*EXERCISE GOAL*. Which lines of the data contain the string "plate"? Copy every one of them.

*RECORDS TO PROCESS*.

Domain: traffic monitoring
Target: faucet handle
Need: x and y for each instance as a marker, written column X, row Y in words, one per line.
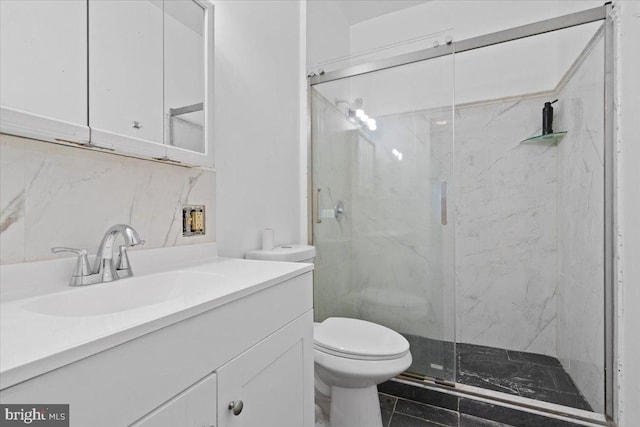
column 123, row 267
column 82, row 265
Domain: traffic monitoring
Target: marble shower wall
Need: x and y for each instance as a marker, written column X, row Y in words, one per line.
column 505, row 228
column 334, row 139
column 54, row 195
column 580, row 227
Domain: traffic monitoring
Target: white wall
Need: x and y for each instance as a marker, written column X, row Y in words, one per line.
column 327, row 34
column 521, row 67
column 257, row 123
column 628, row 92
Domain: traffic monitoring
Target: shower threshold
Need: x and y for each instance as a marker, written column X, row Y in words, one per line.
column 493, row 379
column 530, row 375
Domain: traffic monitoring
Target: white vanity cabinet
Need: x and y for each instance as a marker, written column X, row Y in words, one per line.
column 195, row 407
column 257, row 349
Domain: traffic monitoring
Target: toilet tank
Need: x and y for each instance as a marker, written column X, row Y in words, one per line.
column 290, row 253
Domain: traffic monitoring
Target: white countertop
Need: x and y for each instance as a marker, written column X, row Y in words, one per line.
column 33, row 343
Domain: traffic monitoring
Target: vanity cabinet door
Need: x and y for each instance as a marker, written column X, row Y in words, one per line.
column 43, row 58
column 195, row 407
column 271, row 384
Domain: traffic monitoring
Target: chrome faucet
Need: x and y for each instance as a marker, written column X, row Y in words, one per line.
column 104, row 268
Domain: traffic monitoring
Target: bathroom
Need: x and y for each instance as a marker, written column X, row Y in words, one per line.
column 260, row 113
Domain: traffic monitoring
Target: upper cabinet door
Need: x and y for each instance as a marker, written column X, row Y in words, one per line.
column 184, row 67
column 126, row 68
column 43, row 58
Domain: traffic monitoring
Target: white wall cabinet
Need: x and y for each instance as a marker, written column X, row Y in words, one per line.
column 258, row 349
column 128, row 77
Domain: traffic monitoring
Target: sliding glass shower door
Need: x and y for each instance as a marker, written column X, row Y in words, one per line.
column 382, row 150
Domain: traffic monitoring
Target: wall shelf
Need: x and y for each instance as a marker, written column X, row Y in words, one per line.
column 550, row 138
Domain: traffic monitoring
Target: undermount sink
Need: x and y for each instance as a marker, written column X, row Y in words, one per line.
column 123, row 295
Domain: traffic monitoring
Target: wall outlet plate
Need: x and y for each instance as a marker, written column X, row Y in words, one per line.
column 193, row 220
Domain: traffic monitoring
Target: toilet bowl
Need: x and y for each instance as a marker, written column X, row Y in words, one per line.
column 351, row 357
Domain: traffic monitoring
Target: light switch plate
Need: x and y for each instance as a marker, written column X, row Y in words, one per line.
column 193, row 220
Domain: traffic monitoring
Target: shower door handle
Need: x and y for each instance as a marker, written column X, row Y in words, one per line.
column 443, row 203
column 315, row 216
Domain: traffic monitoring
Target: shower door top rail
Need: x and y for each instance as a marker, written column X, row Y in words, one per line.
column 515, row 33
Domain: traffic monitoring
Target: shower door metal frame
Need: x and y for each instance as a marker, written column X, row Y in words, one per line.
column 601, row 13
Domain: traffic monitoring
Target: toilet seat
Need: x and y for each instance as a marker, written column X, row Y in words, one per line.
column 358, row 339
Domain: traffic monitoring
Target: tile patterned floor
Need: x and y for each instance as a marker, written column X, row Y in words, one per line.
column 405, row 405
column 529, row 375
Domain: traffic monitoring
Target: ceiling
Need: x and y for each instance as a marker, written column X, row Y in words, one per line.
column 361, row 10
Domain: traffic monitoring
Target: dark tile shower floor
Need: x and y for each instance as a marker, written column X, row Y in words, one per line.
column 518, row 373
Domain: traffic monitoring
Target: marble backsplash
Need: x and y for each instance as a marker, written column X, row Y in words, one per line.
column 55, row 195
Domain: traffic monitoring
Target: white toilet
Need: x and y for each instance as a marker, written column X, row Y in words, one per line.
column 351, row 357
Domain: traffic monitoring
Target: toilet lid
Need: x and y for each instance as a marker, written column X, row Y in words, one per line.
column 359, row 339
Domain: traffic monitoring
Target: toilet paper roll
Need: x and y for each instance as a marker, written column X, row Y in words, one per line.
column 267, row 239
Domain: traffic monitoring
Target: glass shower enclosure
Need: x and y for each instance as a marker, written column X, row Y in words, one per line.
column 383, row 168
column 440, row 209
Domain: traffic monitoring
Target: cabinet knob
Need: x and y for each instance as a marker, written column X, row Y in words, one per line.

*SOLUTION*.
Target: wall outlet plate
Target: light switch plate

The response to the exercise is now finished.